== WHAT YOU SHOULD DO ==
Update the records below by replacing every "dot" with "marker", leaving everything else the same.

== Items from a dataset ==
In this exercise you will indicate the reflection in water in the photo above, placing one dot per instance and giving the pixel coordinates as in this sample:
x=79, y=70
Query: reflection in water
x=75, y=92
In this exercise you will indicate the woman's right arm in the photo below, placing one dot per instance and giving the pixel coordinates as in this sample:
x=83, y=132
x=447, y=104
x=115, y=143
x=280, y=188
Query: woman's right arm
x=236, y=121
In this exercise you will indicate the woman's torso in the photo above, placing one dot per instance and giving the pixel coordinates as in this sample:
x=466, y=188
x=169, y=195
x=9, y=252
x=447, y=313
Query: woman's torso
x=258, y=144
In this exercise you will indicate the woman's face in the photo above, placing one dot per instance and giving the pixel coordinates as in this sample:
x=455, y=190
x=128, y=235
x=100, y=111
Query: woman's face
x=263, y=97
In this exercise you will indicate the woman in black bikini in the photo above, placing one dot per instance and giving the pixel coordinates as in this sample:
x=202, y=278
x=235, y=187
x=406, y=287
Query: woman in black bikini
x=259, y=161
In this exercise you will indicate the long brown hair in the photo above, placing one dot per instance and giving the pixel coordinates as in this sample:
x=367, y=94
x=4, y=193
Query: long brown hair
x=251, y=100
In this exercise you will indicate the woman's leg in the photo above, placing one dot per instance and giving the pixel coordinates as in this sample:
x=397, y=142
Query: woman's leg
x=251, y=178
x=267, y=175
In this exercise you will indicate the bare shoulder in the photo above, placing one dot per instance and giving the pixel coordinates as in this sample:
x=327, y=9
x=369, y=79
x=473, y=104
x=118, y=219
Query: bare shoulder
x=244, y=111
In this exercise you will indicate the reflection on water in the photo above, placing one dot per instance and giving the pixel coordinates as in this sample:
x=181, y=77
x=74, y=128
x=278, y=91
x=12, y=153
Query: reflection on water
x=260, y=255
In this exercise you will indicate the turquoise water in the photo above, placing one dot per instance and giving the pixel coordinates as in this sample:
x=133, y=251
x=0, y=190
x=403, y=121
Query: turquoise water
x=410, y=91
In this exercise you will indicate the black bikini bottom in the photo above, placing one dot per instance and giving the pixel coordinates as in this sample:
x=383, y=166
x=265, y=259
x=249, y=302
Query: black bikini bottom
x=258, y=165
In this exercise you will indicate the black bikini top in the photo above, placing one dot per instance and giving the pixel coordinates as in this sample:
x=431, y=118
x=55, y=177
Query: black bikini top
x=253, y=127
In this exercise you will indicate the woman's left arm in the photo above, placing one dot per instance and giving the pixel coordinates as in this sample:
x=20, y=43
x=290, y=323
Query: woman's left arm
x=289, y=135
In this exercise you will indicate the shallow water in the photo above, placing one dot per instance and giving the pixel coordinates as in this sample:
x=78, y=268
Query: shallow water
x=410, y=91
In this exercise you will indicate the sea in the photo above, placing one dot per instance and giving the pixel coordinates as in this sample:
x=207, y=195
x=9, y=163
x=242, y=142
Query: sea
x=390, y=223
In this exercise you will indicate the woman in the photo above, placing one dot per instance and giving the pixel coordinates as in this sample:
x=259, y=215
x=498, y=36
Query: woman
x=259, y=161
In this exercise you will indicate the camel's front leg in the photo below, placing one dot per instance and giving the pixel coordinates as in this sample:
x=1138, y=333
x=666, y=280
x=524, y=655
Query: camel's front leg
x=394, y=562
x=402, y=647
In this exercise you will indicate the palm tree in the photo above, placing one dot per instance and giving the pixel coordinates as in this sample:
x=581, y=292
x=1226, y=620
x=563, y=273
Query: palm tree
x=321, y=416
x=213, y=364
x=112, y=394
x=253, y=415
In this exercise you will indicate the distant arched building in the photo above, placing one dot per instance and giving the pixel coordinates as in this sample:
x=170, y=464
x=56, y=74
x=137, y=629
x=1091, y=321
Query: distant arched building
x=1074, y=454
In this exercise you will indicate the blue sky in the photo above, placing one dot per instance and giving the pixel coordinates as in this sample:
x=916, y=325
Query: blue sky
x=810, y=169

== WRITTEN ANSWER ==
In this exercise you will indicate the reflection in water in the photo above, placing one marker per instance and giving the pixel coordinates as in this sample:
x=79, y=70
Query: reflection in water
x=75, y=92
In this exercise you will indicate the woman's right arm in the photo below, placing one marker per instance and giving the pixel coordinates as in this sample:
x=83, y=132
x=447, y=104
x=115, y=143
x=280, y=188
Query: woman's right arm
x=236, y=121
In this exercise you will indicate the woman's torso in the photo above, placing one marker per instance and giving the pixel coordinates as in this sample:
x=466, y=188
x=169, y=195
x=9, y=252
x=447, y=313
Query: woman's torso
x=258, y=144
In this exercise you will indicate the woman's face in the photo above, placing one marker per instance and giving the pixel coordinates as in this sample:
x=455, y=190
x=128, y=235
x=100, y=111
Query: woman's face
x=263, y=97
In this exercise you will indicate the woman in black bikini in the photo above, placing one marker per instance and giving the pixel coordinates as in this sample:
x=202, y=278
x=235, y=187
x=406, y=287
Query: woman in black bikini
x=259, y=161
In this exercise you will indicate the long brown hair in the photo above, placing one marker per instance and giving the pixel coordinates as in this sample:
x=367, y=94
x=4, y=193
Query: long brown hair
x=251, y=100
In this exercise you will indicate the woman's leg in the photo above, placing one marker per instance and giving the pixel coordinates as in this sample:
x=397, y=142
Query: woman's leg
x=251, y=178
x=267, y=175
In this exercise you will indicate the bare shoulder in the photo above, placing one marker per instance and giving the pixel coordinates as in this sample:
x=327, y=9
x=369, y=79
x=473, y=104
x=118, y=219
Query: bare shoulder
x=244, y=111
In this exercise you will indicate the reflection on water in the photo above, placing one marker per instance and giving the pixel coordinates as in this sample:
x=181, y=77
x=74, y=128
x=278, y=91
x=12, y=153
Query: reflection on water
x=260, y=255
In this exercise you will indicate the turquoise water in the photo above, placing one marker per instance and giving the pixel coordinates as in this sample:
x=133, y=251
x=0, y=190
x=403, y=121
Query: turquoise water
x=410, y=91
In this exercise you will indicate the black bikini bottom in the photo above, placing one marker per instance and giving the pixel coordinates as in this sample:
x=383, y=166
x=265, y=259
x=249, y=302
Query: black bikini bottom
x=258, y=165
In this exercise you will indicate the black bikini top in the photo above, placing one marker per instance and giving the pixel coordinates as in this sample:
x=431, y=118
x=55, y=177
Query: black bikini top
x=253, y=127
In this exercise you will indicate the woman's left arm in the photo above, placing one marker per instance and giving the pixel coordinates as in this sample:
x=20, y=43
x=290, y=323
Query: woman's left arm
x=289, y=135
In this exercise you will indicate the shallow water in the photo above, placing one marker per instance and giving the pixel coordinates as in this sample:
x=78, y=268
Query: shallow water
x=410, y=91
In this exercise you will indicate the sea in the photo above, placing one marker per instance and giving the pixel coordinates as in this sample:
x=207, y=195
x=9, y=163
x=242, y=142
Query: sea
x=390, y=223
In this exercise you will indicate the woman in the photo above, placing one marker per instance and giving the pixel coordinates as in this sample:
x=259, y=215
x=498, y=36
Query: woman
x=259, y=161
In this exercise you will indicate the camel's front leg in the photo below, placing one marker per instance and giving the pixel coordinates as in this sample:
x=1138, y=333
x=666, y=280
x=524, y=655
Query: camel's front leg
x=394, y=562
x=402, y=647
In this exercise you will indicate the palm tree in the photo above, placing one marker per instance and giving the pixel coordinates as in this sample:
x=581, y=292
x=1226, y=620
x=563, y=273
Query: palm tree
x=321, y=416
x=213, y=364
x=112, y=394
x=253, y=415
In this exercise you will indicate the distant arched building in the photo above, placing one marker per instance and giving the pixel coordinates as in this sample:
x=170, y=464
x=56, y=74
x=137, y=629
x=1091, y=321
Query: distant arched building
x=1074, y=454
In this exercise you will indicate the blue sky in the photo above, placing one marker per instance and giving the pixel coordinates as in this sample:
x=916, y=325
Query: blue sky
x=810, y=169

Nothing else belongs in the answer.